> Data extract:
== == ==
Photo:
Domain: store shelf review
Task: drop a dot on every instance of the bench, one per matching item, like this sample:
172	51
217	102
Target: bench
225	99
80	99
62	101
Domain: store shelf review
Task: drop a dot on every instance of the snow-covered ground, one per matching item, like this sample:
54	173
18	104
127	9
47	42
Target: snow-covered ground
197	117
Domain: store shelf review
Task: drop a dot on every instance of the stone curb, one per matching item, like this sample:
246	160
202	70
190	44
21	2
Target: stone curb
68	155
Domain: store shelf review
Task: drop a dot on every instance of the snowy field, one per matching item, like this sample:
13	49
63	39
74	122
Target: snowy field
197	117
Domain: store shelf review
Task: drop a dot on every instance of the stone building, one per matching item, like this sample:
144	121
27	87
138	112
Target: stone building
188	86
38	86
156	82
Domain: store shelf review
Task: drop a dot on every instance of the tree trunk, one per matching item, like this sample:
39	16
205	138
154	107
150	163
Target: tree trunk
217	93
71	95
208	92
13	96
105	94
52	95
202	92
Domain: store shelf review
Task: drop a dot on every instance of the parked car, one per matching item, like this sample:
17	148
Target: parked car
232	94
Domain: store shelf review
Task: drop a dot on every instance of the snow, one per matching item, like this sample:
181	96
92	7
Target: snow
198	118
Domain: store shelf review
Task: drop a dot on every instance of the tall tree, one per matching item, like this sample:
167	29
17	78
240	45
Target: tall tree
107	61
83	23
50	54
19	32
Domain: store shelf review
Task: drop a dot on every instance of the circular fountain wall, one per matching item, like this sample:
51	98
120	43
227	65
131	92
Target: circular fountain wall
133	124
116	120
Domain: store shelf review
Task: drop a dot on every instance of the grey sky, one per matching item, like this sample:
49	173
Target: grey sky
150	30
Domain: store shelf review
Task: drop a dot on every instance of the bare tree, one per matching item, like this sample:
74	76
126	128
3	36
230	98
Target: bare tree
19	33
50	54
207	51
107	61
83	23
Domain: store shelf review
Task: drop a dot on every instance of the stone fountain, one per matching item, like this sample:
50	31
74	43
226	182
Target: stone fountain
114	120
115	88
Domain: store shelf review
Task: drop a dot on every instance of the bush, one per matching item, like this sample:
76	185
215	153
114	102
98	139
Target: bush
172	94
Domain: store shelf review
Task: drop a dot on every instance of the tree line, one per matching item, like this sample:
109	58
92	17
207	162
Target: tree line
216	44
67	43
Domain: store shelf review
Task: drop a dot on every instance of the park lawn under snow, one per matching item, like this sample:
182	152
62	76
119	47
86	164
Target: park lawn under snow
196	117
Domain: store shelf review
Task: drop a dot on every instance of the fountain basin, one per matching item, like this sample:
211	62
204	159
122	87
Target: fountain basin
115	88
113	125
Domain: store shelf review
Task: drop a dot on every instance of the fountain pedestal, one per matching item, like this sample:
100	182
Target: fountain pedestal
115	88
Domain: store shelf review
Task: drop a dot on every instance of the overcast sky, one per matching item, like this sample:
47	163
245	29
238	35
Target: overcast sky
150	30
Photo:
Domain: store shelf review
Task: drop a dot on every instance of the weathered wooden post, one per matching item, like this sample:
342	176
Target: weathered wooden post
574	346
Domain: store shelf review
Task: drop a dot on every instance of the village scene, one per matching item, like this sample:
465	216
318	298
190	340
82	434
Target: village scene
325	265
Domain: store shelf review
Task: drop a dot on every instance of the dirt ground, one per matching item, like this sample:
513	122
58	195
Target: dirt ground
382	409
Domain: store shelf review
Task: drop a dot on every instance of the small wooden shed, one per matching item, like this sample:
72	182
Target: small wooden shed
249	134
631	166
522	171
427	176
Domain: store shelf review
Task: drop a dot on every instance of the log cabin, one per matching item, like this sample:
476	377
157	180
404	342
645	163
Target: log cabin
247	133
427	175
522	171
== == ==
> Given request: Tally the lines in the items that contain the word "lawn" and give only the number.

> Exercise response: 2